- Exercise aim
Rewrite all of the records below, changing every "photograph" to "image" and leaving everything else as it is. Leave the pictures out of your answer.
(begin)
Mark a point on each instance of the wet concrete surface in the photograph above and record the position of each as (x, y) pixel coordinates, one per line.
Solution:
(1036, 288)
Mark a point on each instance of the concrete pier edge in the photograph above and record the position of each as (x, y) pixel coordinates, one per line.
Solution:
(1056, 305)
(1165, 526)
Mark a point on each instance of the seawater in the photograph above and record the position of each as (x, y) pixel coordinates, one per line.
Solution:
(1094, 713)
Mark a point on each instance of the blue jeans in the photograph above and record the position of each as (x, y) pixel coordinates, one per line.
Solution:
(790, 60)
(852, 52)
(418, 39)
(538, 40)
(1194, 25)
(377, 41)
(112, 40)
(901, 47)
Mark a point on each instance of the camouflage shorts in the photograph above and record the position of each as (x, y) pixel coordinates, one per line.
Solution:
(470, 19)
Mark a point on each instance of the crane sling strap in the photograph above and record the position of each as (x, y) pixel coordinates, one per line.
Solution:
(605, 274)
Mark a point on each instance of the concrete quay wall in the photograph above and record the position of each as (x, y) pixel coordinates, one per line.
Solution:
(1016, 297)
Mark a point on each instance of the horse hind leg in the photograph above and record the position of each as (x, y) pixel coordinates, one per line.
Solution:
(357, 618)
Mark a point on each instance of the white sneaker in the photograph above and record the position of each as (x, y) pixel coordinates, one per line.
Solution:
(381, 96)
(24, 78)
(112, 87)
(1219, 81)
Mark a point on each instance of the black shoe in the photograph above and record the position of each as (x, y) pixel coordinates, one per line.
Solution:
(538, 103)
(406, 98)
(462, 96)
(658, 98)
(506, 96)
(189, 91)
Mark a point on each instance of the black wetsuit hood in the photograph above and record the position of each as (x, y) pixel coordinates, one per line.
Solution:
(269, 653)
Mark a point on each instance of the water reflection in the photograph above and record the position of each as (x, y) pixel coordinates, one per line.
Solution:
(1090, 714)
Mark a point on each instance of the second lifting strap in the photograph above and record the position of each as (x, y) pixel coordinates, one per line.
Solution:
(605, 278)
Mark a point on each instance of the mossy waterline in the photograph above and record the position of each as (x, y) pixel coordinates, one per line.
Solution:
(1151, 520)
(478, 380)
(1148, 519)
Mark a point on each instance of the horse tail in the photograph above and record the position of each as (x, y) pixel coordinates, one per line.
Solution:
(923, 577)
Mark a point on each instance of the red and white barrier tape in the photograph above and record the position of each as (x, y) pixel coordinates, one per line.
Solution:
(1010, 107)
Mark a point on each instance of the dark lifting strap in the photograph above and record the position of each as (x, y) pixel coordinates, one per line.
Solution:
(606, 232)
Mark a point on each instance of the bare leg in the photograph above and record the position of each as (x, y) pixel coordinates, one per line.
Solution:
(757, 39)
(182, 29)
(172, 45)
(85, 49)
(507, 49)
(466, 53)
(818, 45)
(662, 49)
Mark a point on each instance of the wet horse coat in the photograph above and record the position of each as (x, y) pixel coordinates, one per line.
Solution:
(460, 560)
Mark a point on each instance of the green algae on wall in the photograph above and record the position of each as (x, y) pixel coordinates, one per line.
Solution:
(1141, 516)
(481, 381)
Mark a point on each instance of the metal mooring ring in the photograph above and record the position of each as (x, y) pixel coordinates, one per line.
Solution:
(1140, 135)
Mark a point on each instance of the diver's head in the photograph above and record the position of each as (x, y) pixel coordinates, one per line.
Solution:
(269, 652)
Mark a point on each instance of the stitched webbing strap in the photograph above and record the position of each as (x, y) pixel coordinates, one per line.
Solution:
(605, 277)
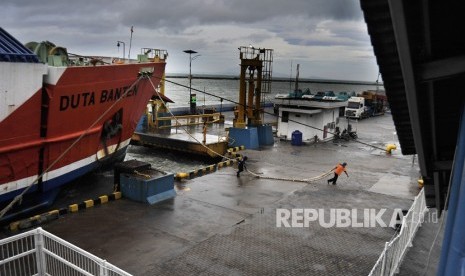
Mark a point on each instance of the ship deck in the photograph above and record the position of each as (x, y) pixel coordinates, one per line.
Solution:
(220, 224)
(178, 139)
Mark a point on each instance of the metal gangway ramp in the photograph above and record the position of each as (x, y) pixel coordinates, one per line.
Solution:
(38, 252)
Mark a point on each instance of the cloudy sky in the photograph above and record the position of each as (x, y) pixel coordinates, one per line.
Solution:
(328, 38)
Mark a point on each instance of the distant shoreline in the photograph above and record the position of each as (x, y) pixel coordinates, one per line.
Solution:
(224, 77)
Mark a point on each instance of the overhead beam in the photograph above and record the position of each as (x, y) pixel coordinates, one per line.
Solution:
(443, 68)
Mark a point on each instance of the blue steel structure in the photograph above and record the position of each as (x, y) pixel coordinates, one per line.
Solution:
(420, 50)
(453, 254)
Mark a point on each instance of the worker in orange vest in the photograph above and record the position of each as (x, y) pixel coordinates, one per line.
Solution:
(337, 172)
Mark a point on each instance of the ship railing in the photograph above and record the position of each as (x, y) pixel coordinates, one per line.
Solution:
(38, 252)
(189, 120)
(394, 251)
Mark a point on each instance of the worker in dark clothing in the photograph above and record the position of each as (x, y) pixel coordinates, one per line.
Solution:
(241, 166)
(337, 172)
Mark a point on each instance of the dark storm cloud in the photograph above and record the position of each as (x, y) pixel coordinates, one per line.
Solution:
(180, 13)
(295, 29)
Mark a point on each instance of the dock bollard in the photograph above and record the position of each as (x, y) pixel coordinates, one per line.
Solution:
(390, 147)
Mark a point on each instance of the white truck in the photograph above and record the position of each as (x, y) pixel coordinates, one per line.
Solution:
(356, 108)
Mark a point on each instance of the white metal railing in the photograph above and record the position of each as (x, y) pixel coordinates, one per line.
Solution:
(394, 251)
(38, 252)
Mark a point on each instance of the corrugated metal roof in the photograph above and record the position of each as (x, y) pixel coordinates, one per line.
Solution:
(11, 50)
(420, 50)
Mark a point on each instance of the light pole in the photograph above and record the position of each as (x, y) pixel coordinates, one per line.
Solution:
(192, 102)
(124, 47)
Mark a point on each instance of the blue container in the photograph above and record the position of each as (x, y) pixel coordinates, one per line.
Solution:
(265, 135)
(149, 186)
(296, 139)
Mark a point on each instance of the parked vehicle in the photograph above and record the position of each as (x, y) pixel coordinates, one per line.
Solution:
(365, 105)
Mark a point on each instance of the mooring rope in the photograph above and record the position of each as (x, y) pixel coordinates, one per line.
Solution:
(269, 113)
(182, 127)
(19, 197)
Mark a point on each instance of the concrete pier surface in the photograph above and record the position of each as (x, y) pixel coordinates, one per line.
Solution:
(221, 224)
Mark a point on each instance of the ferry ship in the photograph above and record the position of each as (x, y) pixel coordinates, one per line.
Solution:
(64, 115)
(end)
- Result of this exercise
Mark a point on each instance of the wet concrete surface in the image above and record the position of each as (x, y) pixel coordinates, one per line.
Solution:
(1036, 288)
Mark a point on each instance of the concrete pier edge in the image above and record the position of each as (x, y) pixel coordinates, one per line.
Solution:
(1056, 305)
(1165, 526)
Mark a point on each instance of the seawater in the image above and record the position of each as (x, y) pixel coordinates, one per line.
Solution:
(1094, 713)
Mark a point on each instance of the blue jeans in the image above and record the position of each as (x, y) pixel coordinates, one per line.
Solution:
(790, 60)
(852, 52)
(418, 39)
(538, 40)
(1194, 25)
(377, 41)
(112, 40)
(901, 47)
Mark a point on each instance of the camouflage shorts in the image above and record the position of each as (x, y) pixel coordinates, one per line.
Solution:
(470, 19)
Mark a point on each instance of the crane sling strap in the image above and record the position of each as (x, y) pixel coordinates, one per line.
Solution:
(605, 274)
Mark a point on each instance of the concrete quay wall in the image above and record the position of each as (x, y) pixel coordinates, one per line.
Solution:
(1016, 297)
Mark a point on each instance of the horse hind leg in the image above and record the position of each as (x, y) pixel coordinates, one per line.
Solution:
(357, 618)
Mark a point on each instance of the white sneaker in the image above and record the position of each as (x, y) pixel coordinates, one per line.
Solution:
(381, 96)
(24, 78)
(112, 87)
(1219, 81)
Mark a point on each instance of the black shoe in the image above and record the position of each as (x, y) pixel coordinates, one per line.
Solution:
(538, 103)
(406, 98)
(462, 96)
(658, 98)
(506, 96)
(189, 91)
Mark a point on each instance of the black wetsuit hood in the image above and record the position of each as (x, y) pixel coordinates, one per line.
Solution:
(269, 653)
Mark a point on each instance of the water reflection in the image above and record the position of each as (x, y) pixel coordinates, one per line.
Solution:
(1090, 714)
Mark a point on each instance of the second lifting strap in the image above and record the position of each as (x, y) pixel coordinates, one per line.
Solution:
(605, 278)
Mark a point on each instance of the mossy waterline in the image above and record the position of each as (x, y) pixel coordinates, one per line.
Solution:
(1151, 520)
(478, 380)
(1148, 519)
Mark a point on each instance of the horse tail in the image above and record the position of each as (x, y) pixel coordinates, one per line.
Solution:
(923, 577)
Mark a point on each instance of the red and white barrier tape in the image above and record the position of each as (x, y) pixel coordinates, one per line.
Solution:
(1010, 107)
Mark a point on each instance of the dark lifting strap in the image above and record the position of each as (x, y) pixel coordinates, one per line.
Solution:
(606, 232)
Mark a point on each instance of the bare leg in the image above and record the position of each as (x, y) pixel coordinates, one per line.
Solution:
(757, 39)
(182, 29)
(172, 45)
(85, 49)
(507, 49)
(466, 53)
(818, 45)
(662, 49)
Mark a point on each instance of the wet horse coat in the image above and record the position of each as (x, y) pixel coordinates, one per line.
Solution:
(460, 560)
Mark a point on each instance of the green algae on wall in the image above and record the position of each as (x, y) pixel coordinates, one per line.
Solution:
(1141, 516)
(481, 381)
Mark a point on each instance of the metal mooring ring in the image above and record the position of each as (x, y) pixel coordinates, one per line.
Solution:
(1140, 135)
Mark a point on each instance of the diver's head in the image above and record the position of each as (x, y) pixel coordinates, one per line.
Solution:
(269, 652)
Mark a point on each instance of the stitched webbing strap in the image above and record the position of each as (x, y) pixel coordinates, one per line.
Solution:
(605, 277)
Mark a point on each instance of the ship deck in the image above and record the position of each as (x, y) pixel coordinates, one per line.
Solution:
(220, 224)
(178, 139)
Mark a point on each instance of the metal gangway ramp in the image above and record the position of each as (x, y) pixel coordinates, one per line.
Solution:
(38, 252)
Mark a point on each instance of the cloudy sky in the image above and record the position of each as (x, y) pixel coordinates, one per line.
Solution:
(328, 38)
Mark a point on each instance of the distant shoreline in the image above and record the position of each as (x, y) pixel coordinates, one per line.
Solution:
(224, 77)
Mark a point on each instance of the overhead beam in the image above and record the position of each as (x, y) pixel coordinates, one per line.
Solution:
(443, 68)
Mark a point on each instance of the blue steel structure in the image above and record the position of each as (x, y) pixel coordinates, one per line.
Solution:
(420, 50)
(453, 254)
Mark a point on each instance of the worker in orange vest in the image above and record the position of each as (x, y) pixel coordinates, one per line.
Solution:
(337, 172)
Mark a point on each instance of the ship railing in the image above and record the position of each as (x, y) pixel coordinates, one per line.
Solution:
(38, 252)
(189, 120)
(394, 251)
Mark a point on each instance of the worker in dark clothing in the image above and record the position of each as (x, y) pixel coordinates, one per line.
Solution:
(241, 166)
(337, 172)
Mark a point on each instance of the dark storm cloud in the image above and record the position of each as (x, y) pixel coordinates, one per line.
Solution:
(180, 13)
(295, 29)
Mark a point on each instance of the dock bollard in the image above and record the position of each as (x, y) pixel coordinates, one per line.
Solution:
(390, 147)
Mark a point on each instance of the white truck in the image above and record the position of each as (x, y) pixel coordinates, one per line.
Solution:
(356, 108)
Mark a point on each instance of the white metal railing in the image above and record the position of each as (x, y) pixel coordinates, one per line.
Solution:
(394, 251)
(38, 252)
Mark a point on each instance of the corrugated metal roof in the image above and record the position of each as (x, y) pixel coordinates, one per line.
Solution:
(11, 50)
(420, 50)
Mark a point on each instance of the light pole in the image above and record the position of each as (x, y) pixel coordinates, one per line.
Solution:
(192, 102)
(124, 47)
Mark a point on each instance of the blue container in the image above and record the position of each as (x, y) pixel coordinates, one per line.
Solution:
(265, 135)
(149, 186)
(296, 139)
Mark a point on each instance of the parked vehicle in the image above and record the position of each as (x, y) pixel coordinates, one per line.
Solution:
(365, 105)
Mark a point on each instance of the mooring rope in the image above and record the position of each as (x, y) pixel coordinates, one per line.
Solution:
(269, 113)
(182, 127)
(19, 197)
Mark a point on each instance of the concrete pier surface in the image above and record the position of each as (x, y) pixel coordinates, one per line.
Solution:
(221, 224)
Mark a point on each instance of the ferry ship in the image above and record the position of each as (x, y) pixel coordinates, one per line.
Solution:
(64, 115)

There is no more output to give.